**TEXT SHOWN**
--------------------------------

Reporting from Al Birah, West Bank - When Rafik Ismail Hamad last traveled from the West Bank to visit relatives in America, he was struck by the pressures one of his nephews was facing.

The younger man, an American-born Muslim of Palestinian descent, spoke to his uncle of ethnic taunts by army colleagues. He was haunted by the wartime disabilities of soldiers he treated as an army psychiatrist, Hamad recalled, and was overwhelmed by a growing caseload he felt unable to manage.

On top of that, the uncle said, Maj. Nidal Malik Hasan had drifted apart from his family; he was a sensitive, solitary man bearing his burdens alone.

Late Thursday, Hamad was home in the West Bank town of Al Birah when he heard the news on television: A shooting spree at Fort Hood, Texas, had left 13 people dead, and Maj. Hasan, wounded and in a coma, was being accused of the killings.

"The whole family is in a state of denial," Hamad said today. "We don't believe he is capable of doing something like that. I was amazed and shocked, because it's not him. He's very quiet, gentle."

--------------------------------

**INFORMATION SHOWN**
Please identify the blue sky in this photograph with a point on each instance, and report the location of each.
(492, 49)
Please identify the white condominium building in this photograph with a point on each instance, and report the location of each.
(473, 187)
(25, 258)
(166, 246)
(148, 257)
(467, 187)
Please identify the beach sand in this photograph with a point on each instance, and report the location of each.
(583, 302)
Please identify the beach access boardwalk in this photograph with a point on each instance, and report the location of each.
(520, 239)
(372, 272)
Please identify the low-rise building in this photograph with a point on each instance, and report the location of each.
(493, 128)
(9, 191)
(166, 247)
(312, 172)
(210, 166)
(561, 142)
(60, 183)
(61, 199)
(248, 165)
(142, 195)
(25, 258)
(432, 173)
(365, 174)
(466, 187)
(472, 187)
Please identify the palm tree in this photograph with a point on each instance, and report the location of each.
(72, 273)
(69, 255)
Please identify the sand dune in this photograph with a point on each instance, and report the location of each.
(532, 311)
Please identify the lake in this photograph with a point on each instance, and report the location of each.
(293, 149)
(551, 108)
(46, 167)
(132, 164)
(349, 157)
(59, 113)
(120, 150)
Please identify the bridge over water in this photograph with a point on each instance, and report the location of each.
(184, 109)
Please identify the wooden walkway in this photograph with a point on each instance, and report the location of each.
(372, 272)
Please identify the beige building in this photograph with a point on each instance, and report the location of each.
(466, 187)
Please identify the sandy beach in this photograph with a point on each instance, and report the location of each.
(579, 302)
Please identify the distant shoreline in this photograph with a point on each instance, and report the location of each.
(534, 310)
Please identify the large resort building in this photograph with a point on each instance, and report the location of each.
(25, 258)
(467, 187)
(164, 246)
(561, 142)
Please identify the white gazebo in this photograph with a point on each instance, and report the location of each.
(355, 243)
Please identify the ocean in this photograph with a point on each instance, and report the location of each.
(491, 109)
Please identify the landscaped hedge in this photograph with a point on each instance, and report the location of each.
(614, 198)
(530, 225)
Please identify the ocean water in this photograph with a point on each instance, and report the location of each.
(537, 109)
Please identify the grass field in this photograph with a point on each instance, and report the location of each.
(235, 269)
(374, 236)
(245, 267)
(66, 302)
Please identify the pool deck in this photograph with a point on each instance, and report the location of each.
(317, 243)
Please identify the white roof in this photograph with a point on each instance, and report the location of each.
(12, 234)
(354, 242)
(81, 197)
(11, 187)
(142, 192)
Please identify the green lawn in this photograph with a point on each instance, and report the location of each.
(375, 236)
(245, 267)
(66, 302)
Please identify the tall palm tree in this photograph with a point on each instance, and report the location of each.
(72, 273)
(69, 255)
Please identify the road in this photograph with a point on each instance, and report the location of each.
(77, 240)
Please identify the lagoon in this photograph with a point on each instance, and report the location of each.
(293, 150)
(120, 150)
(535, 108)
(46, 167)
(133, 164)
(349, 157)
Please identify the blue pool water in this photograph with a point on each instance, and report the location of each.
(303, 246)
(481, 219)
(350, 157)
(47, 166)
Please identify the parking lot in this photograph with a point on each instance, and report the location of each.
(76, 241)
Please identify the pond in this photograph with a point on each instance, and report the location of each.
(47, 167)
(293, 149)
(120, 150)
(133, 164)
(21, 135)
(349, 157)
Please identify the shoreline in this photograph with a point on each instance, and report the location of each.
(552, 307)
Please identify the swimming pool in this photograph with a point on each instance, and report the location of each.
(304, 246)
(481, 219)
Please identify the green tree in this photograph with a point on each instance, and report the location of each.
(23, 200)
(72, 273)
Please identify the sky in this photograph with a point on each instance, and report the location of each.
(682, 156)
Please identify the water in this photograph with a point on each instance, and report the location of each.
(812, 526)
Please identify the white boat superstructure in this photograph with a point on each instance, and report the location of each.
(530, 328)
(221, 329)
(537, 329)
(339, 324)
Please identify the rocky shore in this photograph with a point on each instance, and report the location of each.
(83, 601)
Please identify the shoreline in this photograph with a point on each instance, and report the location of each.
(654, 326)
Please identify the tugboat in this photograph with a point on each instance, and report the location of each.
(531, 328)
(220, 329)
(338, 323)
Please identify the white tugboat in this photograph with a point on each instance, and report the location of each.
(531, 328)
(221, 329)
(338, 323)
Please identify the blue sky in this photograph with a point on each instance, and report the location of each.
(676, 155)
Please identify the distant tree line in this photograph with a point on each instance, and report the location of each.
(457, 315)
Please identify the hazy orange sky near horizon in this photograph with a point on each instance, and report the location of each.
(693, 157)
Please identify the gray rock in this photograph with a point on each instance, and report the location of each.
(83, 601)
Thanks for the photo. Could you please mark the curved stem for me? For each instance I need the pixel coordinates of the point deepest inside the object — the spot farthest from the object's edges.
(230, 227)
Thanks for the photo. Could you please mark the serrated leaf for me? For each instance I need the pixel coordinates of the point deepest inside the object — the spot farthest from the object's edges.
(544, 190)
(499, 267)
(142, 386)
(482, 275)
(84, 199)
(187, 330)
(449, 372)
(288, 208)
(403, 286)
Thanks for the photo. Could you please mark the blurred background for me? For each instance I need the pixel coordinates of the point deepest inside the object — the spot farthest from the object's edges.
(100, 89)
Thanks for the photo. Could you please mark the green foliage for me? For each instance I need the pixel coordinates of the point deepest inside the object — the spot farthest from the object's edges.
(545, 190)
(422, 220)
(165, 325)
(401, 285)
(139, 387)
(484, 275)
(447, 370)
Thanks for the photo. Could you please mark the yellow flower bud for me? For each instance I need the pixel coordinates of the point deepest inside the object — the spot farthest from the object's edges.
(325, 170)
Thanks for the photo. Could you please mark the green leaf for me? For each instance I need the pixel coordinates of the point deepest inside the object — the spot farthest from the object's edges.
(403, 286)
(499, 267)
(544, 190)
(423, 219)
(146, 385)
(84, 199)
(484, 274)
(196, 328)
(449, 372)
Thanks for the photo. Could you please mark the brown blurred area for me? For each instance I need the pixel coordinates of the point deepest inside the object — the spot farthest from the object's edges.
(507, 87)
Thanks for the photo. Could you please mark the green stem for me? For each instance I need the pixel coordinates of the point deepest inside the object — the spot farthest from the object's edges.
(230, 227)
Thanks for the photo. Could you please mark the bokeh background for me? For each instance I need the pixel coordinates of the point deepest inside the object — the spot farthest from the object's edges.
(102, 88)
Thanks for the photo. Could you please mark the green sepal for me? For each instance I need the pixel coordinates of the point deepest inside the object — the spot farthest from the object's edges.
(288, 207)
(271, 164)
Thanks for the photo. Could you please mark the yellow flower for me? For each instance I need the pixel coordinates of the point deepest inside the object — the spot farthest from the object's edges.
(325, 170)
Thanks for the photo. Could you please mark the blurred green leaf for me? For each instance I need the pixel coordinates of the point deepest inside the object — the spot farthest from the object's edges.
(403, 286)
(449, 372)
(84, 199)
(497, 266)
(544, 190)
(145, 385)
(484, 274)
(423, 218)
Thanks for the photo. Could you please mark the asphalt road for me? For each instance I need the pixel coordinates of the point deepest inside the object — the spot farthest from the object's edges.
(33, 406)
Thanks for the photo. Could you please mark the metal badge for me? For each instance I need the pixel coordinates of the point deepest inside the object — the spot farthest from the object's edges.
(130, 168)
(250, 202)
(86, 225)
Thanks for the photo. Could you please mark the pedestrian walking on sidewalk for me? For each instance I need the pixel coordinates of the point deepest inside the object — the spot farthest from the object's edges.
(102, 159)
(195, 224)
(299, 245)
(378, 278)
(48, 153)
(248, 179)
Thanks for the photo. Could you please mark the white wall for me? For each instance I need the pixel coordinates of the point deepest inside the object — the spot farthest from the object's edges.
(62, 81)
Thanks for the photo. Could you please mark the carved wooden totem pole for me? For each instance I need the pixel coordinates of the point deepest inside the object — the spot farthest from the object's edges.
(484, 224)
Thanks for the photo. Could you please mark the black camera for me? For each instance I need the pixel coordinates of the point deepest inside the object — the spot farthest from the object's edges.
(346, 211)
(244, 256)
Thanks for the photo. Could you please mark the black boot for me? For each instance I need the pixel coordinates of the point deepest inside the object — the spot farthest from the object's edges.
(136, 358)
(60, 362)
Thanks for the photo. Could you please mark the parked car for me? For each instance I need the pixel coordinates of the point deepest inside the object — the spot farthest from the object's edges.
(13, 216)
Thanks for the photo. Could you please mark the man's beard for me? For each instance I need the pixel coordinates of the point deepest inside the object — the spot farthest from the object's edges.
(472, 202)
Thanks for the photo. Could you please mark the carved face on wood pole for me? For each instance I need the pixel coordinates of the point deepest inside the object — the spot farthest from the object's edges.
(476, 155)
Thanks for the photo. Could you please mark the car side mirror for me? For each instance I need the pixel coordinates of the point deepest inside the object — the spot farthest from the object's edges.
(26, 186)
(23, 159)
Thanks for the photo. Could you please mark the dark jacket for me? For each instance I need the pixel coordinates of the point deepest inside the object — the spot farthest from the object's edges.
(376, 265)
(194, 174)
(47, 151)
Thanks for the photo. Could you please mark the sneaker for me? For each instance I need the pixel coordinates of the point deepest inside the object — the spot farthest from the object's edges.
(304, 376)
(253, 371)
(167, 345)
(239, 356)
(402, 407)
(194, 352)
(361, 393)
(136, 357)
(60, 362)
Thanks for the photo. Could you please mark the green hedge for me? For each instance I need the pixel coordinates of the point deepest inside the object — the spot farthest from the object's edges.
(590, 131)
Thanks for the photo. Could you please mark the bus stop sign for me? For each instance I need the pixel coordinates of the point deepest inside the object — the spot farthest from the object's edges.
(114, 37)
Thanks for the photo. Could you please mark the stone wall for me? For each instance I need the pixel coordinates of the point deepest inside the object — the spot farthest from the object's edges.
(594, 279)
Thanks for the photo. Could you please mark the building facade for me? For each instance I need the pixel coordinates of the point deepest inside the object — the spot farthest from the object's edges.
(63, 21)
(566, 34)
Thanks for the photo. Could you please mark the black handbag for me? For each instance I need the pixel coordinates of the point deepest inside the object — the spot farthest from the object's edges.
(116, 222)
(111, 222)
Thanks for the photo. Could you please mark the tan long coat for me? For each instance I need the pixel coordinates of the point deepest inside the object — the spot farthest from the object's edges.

--------------------------------

**EXERCISE TASKS**
- A) In the news excerpt about Maj. Hasan's uncle, where was Hamad when he heard the news of the Fort Hood shooting?
- B) List every difficulty in Maj. Hasan's life that the news excerpt reports from his uncle's account.
- C) Quote the news excerpt between "The younger man, an" and "his burdens alone.", inclusive.

**SOLUTIONS BELOW**
- A) He was at home in the West Bank town of Al Birah.

- B)
- Ethnic taunts by army colleagues
- Being haunted by the wartime disabilities of the soldiers he treated as an army psychiatrist
- A growing caseload he felt unable to manage
- Having drifted apart from his family

- C)
The younger man, an American-born Muslim of Palestinian descent, spoke to his uncle of ethnic taunts by army colleagues. He was haunted by the wartime disabilities of soldiers he treated as an army psychiatrist, Hamad recalled, and was overwhelmed by a growing caseload he felt unable to manage.

On top of that, the uncle said, Maj. Nidal Malik Hasan had drifted apart from his family; he was a sensitive, solitary man bearing his burdens alone.